## EXERCISE INSTRUCTIONS
Can you copy the records from the line with "Report the position of each instance of the canal" to the line with "[[215, 219], [205, 166]]", both ends included, with the requests left unchanged and every point coordinate in the answers increased by 69? The coordinate samples within the requests stay as they are.

-- START OF INFORMATION SHOWN --

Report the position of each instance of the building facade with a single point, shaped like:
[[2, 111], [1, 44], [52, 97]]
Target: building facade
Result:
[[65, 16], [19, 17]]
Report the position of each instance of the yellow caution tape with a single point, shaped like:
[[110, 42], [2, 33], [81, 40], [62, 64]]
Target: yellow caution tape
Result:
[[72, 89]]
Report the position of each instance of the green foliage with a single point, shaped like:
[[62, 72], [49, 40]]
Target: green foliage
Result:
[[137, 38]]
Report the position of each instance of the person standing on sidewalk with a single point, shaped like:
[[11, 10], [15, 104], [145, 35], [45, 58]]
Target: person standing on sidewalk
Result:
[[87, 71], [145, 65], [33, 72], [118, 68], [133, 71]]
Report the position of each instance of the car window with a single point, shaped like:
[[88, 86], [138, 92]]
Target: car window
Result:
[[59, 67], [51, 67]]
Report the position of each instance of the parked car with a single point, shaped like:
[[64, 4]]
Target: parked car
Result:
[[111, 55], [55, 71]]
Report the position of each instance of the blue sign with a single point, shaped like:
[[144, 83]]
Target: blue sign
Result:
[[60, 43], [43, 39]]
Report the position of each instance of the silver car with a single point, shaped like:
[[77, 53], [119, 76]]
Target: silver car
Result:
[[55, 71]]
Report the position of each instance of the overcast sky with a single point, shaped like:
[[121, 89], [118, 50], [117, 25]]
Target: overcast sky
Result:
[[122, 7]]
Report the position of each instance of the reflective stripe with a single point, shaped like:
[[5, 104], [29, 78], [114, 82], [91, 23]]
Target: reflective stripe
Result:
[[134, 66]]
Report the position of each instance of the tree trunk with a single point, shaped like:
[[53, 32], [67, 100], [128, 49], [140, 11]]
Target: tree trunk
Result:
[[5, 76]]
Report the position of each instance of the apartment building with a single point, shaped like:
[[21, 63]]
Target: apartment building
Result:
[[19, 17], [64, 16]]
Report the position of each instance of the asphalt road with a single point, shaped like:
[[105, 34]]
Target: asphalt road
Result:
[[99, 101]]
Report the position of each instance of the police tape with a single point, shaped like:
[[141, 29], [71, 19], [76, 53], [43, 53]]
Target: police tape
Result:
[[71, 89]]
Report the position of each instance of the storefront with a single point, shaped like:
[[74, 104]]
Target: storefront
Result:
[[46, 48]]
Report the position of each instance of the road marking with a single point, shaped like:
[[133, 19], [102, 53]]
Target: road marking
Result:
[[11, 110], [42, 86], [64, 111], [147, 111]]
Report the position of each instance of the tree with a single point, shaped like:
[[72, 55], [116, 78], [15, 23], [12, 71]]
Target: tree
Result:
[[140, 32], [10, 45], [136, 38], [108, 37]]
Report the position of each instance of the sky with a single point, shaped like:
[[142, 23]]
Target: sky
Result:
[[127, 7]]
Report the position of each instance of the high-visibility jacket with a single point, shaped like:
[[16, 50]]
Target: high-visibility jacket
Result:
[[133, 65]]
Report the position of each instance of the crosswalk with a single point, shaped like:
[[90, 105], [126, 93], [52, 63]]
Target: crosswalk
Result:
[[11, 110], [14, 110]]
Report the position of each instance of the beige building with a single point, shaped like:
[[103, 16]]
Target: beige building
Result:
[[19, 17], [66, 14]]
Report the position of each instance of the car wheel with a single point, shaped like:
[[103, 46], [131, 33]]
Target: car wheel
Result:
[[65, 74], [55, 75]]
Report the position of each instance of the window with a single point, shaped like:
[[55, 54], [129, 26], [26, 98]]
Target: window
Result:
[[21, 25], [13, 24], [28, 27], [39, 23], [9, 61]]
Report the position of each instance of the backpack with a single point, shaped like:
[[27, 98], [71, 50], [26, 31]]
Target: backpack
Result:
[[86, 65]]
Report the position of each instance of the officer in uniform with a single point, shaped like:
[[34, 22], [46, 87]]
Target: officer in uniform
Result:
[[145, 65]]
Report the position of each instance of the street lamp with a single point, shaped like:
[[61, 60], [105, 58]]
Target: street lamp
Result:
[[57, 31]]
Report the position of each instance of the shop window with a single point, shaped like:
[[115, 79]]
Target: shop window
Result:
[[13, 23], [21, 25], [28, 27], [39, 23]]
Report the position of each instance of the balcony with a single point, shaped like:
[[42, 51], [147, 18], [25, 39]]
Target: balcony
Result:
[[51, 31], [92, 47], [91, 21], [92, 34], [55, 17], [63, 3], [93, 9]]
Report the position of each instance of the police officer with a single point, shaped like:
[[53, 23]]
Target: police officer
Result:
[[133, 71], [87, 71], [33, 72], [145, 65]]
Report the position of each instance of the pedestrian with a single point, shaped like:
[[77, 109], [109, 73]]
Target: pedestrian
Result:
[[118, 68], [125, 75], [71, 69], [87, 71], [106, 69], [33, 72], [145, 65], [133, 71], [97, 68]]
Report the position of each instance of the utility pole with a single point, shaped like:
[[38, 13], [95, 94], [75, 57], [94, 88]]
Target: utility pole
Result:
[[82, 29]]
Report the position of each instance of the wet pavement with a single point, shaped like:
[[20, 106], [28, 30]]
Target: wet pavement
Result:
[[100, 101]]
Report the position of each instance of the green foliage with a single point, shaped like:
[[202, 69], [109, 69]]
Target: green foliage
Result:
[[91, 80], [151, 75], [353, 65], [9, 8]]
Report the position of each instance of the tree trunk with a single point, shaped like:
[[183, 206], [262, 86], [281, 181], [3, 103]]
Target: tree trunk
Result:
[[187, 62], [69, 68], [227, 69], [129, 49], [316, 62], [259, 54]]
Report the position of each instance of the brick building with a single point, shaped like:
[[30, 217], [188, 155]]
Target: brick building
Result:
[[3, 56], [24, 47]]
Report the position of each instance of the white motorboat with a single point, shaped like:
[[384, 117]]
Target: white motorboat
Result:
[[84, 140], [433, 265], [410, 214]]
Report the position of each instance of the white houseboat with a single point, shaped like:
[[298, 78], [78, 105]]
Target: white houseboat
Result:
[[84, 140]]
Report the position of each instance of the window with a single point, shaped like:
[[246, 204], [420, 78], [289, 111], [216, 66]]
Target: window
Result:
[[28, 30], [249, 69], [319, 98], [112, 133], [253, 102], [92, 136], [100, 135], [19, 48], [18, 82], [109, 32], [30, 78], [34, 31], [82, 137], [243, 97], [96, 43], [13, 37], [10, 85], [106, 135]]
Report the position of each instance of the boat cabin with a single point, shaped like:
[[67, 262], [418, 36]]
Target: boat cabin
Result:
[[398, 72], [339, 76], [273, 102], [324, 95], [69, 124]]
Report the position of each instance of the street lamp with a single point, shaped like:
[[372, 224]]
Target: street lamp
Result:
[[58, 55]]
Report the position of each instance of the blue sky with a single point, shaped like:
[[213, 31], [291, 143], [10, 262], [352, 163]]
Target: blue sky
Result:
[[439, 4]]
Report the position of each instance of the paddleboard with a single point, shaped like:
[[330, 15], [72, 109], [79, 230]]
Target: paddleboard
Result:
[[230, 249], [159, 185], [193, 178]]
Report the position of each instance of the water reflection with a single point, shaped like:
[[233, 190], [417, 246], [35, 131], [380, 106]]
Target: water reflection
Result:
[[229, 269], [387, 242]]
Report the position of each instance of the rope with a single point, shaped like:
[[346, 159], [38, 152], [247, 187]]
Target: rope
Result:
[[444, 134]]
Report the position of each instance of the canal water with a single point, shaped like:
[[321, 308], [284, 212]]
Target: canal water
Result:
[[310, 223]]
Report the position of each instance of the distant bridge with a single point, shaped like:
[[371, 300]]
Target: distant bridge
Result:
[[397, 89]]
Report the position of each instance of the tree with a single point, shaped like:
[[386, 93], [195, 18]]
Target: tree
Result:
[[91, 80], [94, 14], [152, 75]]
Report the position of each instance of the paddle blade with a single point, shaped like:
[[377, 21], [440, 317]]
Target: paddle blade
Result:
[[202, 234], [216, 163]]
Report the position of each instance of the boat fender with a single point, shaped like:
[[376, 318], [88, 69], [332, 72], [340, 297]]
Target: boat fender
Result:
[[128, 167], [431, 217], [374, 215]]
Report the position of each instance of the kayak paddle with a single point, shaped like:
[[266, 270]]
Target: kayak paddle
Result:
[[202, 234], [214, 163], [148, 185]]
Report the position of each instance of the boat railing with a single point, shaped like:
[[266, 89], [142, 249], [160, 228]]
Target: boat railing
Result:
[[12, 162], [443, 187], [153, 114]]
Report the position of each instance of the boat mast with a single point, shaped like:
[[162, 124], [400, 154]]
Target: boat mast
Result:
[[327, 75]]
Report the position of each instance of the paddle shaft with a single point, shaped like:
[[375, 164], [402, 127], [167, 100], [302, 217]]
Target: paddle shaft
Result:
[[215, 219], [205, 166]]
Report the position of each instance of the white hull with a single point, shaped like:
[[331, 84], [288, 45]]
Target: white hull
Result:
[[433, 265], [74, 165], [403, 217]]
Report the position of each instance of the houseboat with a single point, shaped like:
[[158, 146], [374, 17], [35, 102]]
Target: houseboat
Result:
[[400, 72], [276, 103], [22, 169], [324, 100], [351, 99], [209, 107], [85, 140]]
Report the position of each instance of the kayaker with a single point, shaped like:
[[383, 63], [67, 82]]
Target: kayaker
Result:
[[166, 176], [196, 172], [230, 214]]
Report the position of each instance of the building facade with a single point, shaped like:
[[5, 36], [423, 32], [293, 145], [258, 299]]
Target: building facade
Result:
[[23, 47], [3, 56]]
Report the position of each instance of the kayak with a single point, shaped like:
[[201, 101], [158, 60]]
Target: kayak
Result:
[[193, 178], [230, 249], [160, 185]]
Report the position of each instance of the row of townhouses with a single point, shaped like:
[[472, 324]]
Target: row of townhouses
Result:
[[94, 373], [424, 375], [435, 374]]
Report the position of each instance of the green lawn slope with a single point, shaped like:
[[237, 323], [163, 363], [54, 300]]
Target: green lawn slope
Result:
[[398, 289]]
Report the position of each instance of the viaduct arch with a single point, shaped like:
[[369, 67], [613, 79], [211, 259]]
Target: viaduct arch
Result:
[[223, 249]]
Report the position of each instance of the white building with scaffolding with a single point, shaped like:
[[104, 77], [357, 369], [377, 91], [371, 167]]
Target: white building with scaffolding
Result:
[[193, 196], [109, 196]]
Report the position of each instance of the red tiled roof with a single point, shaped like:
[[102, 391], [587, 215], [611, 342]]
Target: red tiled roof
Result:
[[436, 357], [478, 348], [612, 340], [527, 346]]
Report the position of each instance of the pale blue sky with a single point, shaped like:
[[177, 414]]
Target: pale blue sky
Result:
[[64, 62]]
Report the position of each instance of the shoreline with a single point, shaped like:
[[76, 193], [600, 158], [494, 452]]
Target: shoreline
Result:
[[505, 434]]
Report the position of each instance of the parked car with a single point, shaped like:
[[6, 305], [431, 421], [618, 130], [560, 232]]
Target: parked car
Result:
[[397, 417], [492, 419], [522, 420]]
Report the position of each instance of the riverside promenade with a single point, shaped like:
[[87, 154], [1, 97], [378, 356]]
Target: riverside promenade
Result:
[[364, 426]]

-- END OF INFORMATION SHOWN --

## SOLUTION
Report the position of each instance of the canal water with a single point, shaped like:
[[321, 308], [284, 212]]
Target: canal water
Result:
[[379, 292]]
Report the position of each instance of the distant bridge with a single point, shaped like:
[[371, 300]]
Target: distant bridge
Result:
[[466, 158]]
Report the position of each instance of the tree with a single point, shaped like:
[[386, 93], [195, 18]]
Target: tree
Result:
[[160, 149], [163, 83], [221, 144]]
Report the position of each instance of the paddle blade with a single point, shaped like:
[[377, 21], [440, 317]]
Target: paddle blade
Result:
[[271, 303], [285, 232]]
Report the position of each instance of the boat fender with a single point, shaped like:
[[376, 318], [88, 69], [332, 72], [340, 297]]
Target: boat fender
Result:
[[197, 236], [500, 286], [443, 284]]
Report the position of each instance of the kayak paddle with a single point, shaped like:
[[266, 270]]
Target: kayak paddle
Result:
[[271, 303], [283, 232], [217, 254]]
Report the position of each instance of the boat railing with a single point, shaped like:
[[266, 89], [142, 249], [160, 228]]
Target: boat railing
Result:
[[81, 231], [512, 256], [222, 183]]
Report the position of each instance of the boat mast with a single point, shaped like:
[[162, 124], [400, 154]]
Target: boat mast
Result:
[[396, 144]]
Report the position of each instance of the paddle shaft with a single point, shaped like:
[[375, 164], [402, 127], [167, 100], [302, 217]]
Target: paddle shaft
Result:
[[284, 288], [274, 235]]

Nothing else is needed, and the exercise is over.